## Input data
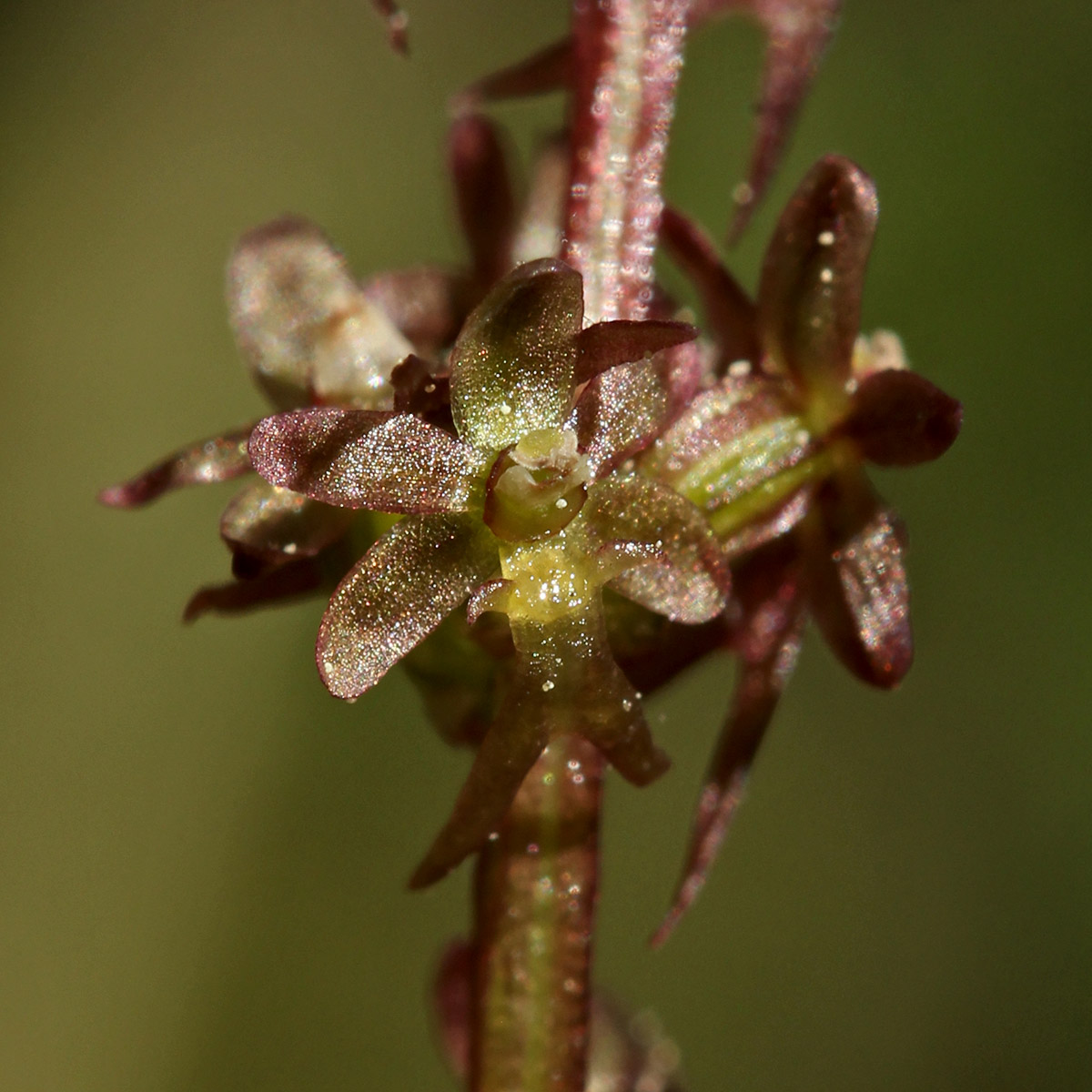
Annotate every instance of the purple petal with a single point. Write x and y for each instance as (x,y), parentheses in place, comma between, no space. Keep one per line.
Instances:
(483,194)
(606,345)
(397,594)
(768,643)
(359,459)
(279,584)
(622,410)
(305,327)
(857,585)
(809,295)
(899,419)
(272,524)
(730,314)
(512,366)
(688,580)
(218,459)
(566,682)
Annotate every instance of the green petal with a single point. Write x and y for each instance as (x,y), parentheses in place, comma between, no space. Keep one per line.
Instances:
(688,579)
(813,278)
(363,459)
(397,594)
(512,366)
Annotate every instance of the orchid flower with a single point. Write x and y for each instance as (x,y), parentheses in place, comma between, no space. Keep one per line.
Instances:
(774,456)
(522,511)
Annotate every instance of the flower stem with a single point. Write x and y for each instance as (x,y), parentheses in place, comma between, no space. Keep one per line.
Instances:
(538,880)
(534,905)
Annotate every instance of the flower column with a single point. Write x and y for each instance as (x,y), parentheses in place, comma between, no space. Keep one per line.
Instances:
(536,882)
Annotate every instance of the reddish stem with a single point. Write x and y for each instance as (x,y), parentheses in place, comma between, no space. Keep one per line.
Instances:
(538,880)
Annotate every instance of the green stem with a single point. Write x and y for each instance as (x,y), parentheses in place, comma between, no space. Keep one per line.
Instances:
(534,907)
(536,882)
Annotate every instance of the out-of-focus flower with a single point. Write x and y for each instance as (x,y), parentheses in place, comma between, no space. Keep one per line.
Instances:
(523,512)
(774,456)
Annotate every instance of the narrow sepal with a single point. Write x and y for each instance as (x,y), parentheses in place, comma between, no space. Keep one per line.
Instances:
(271,587)
(361,459)
(397,594)
(813,277)
(511,748)
(899,419)
(605,345)
(621,412)
(304,326)
(768,642)
(857,585)
(512,366)
(268,523)
(217,459)
(688,580)
(483,194)
(730,314)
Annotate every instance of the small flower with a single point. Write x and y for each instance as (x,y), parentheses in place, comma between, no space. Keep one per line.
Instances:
(522,511)
(774,456)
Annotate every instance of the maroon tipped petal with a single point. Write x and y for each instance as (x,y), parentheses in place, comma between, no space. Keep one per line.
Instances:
(813,278)
(857,587)
(361,459)
(274,585)
(483,194)
(768,643)
(270,523)
(217,459)
(397,594)
(605,345)
(688,579)
(899,419)
(730,312)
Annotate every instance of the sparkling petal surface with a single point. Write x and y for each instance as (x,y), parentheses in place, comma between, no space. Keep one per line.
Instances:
(688,580)
(360,459)
(768,642)
(809,294)
(857,585)
(305,327)
(899,419)
(512,367)
(217,459)
(268,522)
(397,594)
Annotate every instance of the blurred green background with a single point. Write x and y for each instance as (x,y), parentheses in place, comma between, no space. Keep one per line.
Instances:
(202,855)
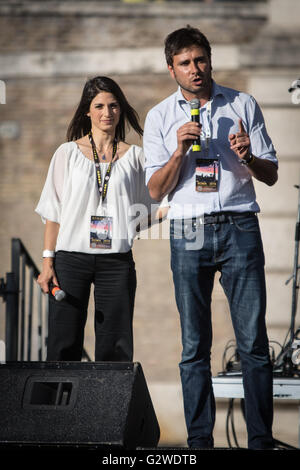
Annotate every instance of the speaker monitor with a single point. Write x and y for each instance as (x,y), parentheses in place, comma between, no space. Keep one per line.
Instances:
(77,403)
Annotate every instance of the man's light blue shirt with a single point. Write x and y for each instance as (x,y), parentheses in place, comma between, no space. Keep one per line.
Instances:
(235,187)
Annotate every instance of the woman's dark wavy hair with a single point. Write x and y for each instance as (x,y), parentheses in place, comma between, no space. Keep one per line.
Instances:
(182,38)
(80,124)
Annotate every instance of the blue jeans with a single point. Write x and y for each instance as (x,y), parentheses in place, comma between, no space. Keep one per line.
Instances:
(235,249)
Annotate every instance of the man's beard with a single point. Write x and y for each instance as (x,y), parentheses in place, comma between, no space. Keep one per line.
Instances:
(198,89)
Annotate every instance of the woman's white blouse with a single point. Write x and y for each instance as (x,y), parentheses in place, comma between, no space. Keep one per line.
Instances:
(71,196)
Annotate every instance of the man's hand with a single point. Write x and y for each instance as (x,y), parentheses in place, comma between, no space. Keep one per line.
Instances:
(186,134)
(240,142)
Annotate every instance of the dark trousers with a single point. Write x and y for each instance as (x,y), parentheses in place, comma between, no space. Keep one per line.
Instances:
(114,279)
(234,249)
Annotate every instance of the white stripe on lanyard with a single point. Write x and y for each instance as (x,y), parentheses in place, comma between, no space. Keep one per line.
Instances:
(206,134)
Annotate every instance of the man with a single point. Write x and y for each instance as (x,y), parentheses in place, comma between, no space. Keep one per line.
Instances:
(235,147)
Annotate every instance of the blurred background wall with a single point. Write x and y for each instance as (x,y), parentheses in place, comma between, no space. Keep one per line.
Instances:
(48,49)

## What is required
If a line holds a picture, skip the picture and transcribe the rest of the material exactly.

## Task output
Annotate every instance of the purple petal with a single point. Write x and y for each instance as (x,y), parentheses in place, comma between, no space. Keep one per line.
Instances:
(483,194)
(606,345)
(397,594)
(768,643)
(359,459)
(279,584)
(622,410)
(305,327)
(857,585)
(809,295)
(899,419)
(272,524)
(730,314)
(512,366)
(688,580)
(218,459)
(566,682)
Annotate every instance of the green petal with a single point. Write x and y for each instance as (x,y), parentheses in place, comma between, no space. Keep one per line.
Instances:
(688,579)
(813,278)
(363,459)
(397,594)
(512,366)
Annotate every instance of the orchid flower with a single point. Write x and y for each instance as (x,y), parentheses in place, comma between, no space. Keep one per line.
Instances:
(774,456)
(522,511)
Annotate every instance of the flower stem with a single point. Write x and y for each instance as (x,y), parentheses in place, comma between, no space. Keep one per line.
Instances:
(538,880)
(534,905)
Annotate every instance of the flower column with a single point. Write x and y for each instance as (x,y), parentheses in place, comma between, no space. Keep one per line.
Instances:
(536,882)
Annotate every instance of the reddish stem with a single point. Write x and y for each instance as (x,y), parentheses in place, comma between, no space. Keep one per line.
Instances:
(538,880)
Annotate every instance of the green stem with a single point. Write x and y for each instance as (x,y), parentheses in place, comma between, no space. Keep one per line.
Instances:
(534,907)
(536,882)
Annotate every instance of the out-of-focus flower with a single point. Write x and y for each instance as (x,y), parentheses in place, comma between, no space. Keep one per line.
Instances:
(523,512)
(774,456)
Annotate every instance of the narrow sepal with a single point. Write x and y for each instance as (x,y), parentheses in place, comma between, no space. Keep one per line.
Instances:
(271,587)
(361,459)
(397,594)
(813,277)
(511,748)
(899,419)
(605,345)
(621,412)
(304,326)
(768,642)
(857,585)
(512,366)
(268,523)
(217,459)
(688,580)
(483,194)
(730,314)
Annotate every instance of the small flower with a single point. Write x and y for each instance as (x,y), parentheses in place, comma between, no space. Keep one per line.
Instances:
(522,511)
(774,456)
Annotate every instance of the maroon tipped petal with a single point. Write x and y for each instance as (x,y), parentheses in place, comma between, no space. Keep one per line.
Instances:
(813,278)
(857,587)
(361,459)
(274,585)
(483,194)
(768,643)
(270,523)
(217,459)
(397,594)
(605,345)
(688,579)
(899,419)
(730,312)
Annotate every instance of the sparkling petal surface with a single point. Write x and y for each instance as (x,y), parentheses in place, comma between, no space. Keep one per line.
Instances:
(688,580)
(360,459)
(768,642)
(809,294)
(857,585)
(305,327)
(899,419)
(512,367)
(217,459)
(268,522)
(397,594)
Annotate every instance of the blurred green background with a single point. Write x and y for each instance as (x,y), parentheses in place, comma between, no space. Keep one per line.
Instances:
(202,855)
Annotate every instance of the speaker monitor with a single point. Write x and y for each instance as (x,y), parentheses in place, comma between, no space. Keep one per line.
Instances:
(77,403)
Annotate every instance of the man's light blue shirt with a single point. Write x and y for each instance as (x,y), parentheses in place, comma between, no space. Keep one per line.
Instances:
(235,187)
Annotate every instance of the woman's dark wavy hair with a single point. Write x and y for each instance as (x,y), parentheses in place, comma between, no space. Keep one per line.
Instances:
(182,38)
(80,124)
Annotate every instance of the blue jeans with a single point. Write x and y for each instance as (x,y), parentheses in place, comma between, no space. Keep one per line.
Instances:
(235,249)
Annotate every instance of the man's beard with a single point. Write x and y for each instance as (x,y), parentheses in place, comma between, no space. Keep one per line.
Instances:
(198,89)
Annotate every instance of the woman's white blouse with a single point. Write x and y for each instance as (x,y), parentheses in place, comma between, no space. Keep one per line.
Instances:
(71,196)
Annotate every instance of the man's hand with a single point. Write x and y for each instance as (x,y), parentheses in place, comma between, no space. Keep one per line.
Instances:
(186,134)
(240,142)
Annotate every instance of the dark trousers with a single point. Write x and y for each instance as (x,y), parentheses in place, comma between, no space. Keep one per line.
Instances:
(114,279)
(234,249)
Annotate every instance of the white stripe on lanyard with a single point. Write x and y for each instance as (x,y), parentheses in place, comma between, no space. Keep one per line.
Instances:
(206,134)
Annotate every instance of the man with a single point. Write x and y for each instance as (x,y), parentheses in place, comma between, no space. Keep one per line.
Instances:
(235,147)
Annotate every instance of the blurred background wall with a single point. Write x and y for each instance as (x,y), parentheses in place, comma between, no space. Keep one per line.
Instances:
(48,49)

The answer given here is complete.